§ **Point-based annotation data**
------------------------------

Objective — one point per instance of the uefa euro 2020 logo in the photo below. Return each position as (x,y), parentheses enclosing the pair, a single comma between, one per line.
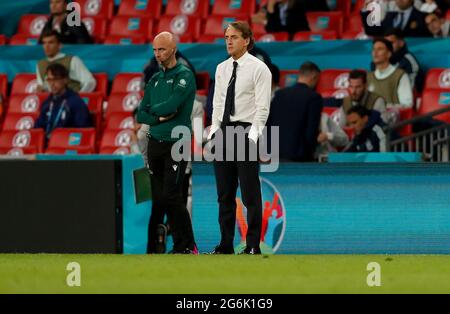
(274,219)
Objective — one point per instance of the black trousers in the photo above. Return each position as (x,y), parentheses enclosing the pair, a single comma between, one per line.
(230,175)
(167,177)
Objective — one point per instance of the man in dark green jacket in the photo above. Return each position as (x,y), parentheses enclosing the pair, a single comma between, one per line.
(167,103)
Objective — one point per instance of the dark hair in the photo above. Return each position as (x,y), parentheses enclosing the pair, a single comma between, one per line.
(359,110)
(50,33)
(246,32)
(58,70)
(308,68)
(358,74)
(397,32)
(386,42)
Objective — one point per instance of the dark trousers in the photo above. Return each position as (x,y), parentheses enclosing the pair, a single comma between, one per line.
(167,191)
(230,175)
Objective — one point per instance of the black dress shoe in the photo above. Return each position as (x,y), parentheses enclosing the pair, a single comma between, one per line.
(251,251)
(222,250)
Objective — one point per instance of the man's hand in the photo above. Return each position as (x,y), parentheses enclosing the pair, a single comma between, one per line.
(322,138)
(167,118)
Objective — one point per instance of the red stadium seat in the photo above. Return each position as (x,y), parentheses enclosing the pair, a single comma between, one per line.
(359,35)
(124,102)
(16,151)
(181,26)
(270,37)
(19,121)
(68,151)
(102,83)
(241,9)
(94,101)
(147,8)
(100,8)
(96,27)
(73,138)
(26,103)
(406,114)
(115,150)
(32,24)
(315,36)
(127,83)
(24,83)
(117,138)
(3,40)
(215,25)
(130,26)
(125,40)
(432,100)
(321,21)
(329,110)
(198,8)
(288,77)
(23,39)
(120,120)
(3,85)
(26,139)
(438,78)
(333,79)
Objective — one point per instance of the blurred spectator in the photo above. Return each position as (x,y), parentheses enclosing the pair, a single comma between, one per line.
(288,15)
(331,137)
(296,110)
(80,78)
(153,67)
(368,128)
(359,95)
(58,22)
(388,81)
(437,25)
(404,59)
(64,108)
(428,6)
(410,20)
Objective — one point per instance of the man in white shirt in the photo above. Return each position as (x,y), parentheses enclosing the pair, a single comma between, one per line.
(241,100)
(81,79)
(388,81)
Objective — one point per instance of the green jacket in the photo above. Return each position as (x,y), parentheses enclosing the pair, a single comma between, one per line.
(168,92)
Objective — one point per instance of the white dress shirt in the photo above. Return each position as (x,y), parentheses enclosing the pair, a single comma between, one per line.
(404,90)
(252,94)
(77,72)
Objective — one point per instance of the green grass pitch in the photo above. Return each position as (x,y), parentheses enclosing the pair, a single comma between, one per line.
(178,274)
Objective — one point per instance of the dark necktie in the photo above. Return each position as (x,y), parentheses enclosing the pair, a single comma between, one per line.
(229,100)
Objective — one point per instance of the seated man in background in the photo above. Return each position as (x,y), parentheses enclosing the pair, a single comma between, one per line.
(408,18)
(359,95)
(296,110)
(80,79)
(437,25)
(58,22)
(404,59)
(287,15)
(388,81)
(368,128)
(64,108)
(331,137)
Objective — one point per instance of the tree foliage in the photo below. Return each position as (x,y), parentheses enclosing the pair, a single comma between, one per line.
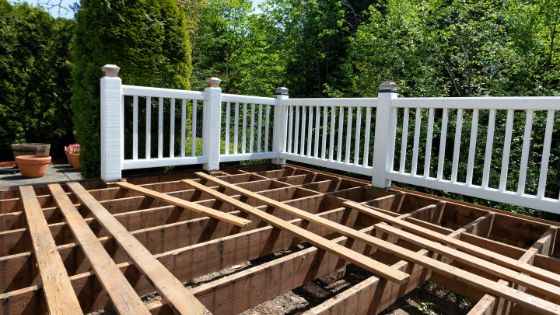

------------------------------

§ **Goal of the exercise**
Pick out every line in the records above that contains the string "dress" and copy each of those lines in full. Case counts.

§ **Completed exercise**
Objective — one point per instance of the black dress shoe in the photo above. Return each position as (x,y), parentheses enclosing the pair, a single comma between, one per line.
Objective — one point per instance of the white dress shirt in the photo above. Return each position as (x,y), parentheses enclosing the pair, a single comma between, one per line.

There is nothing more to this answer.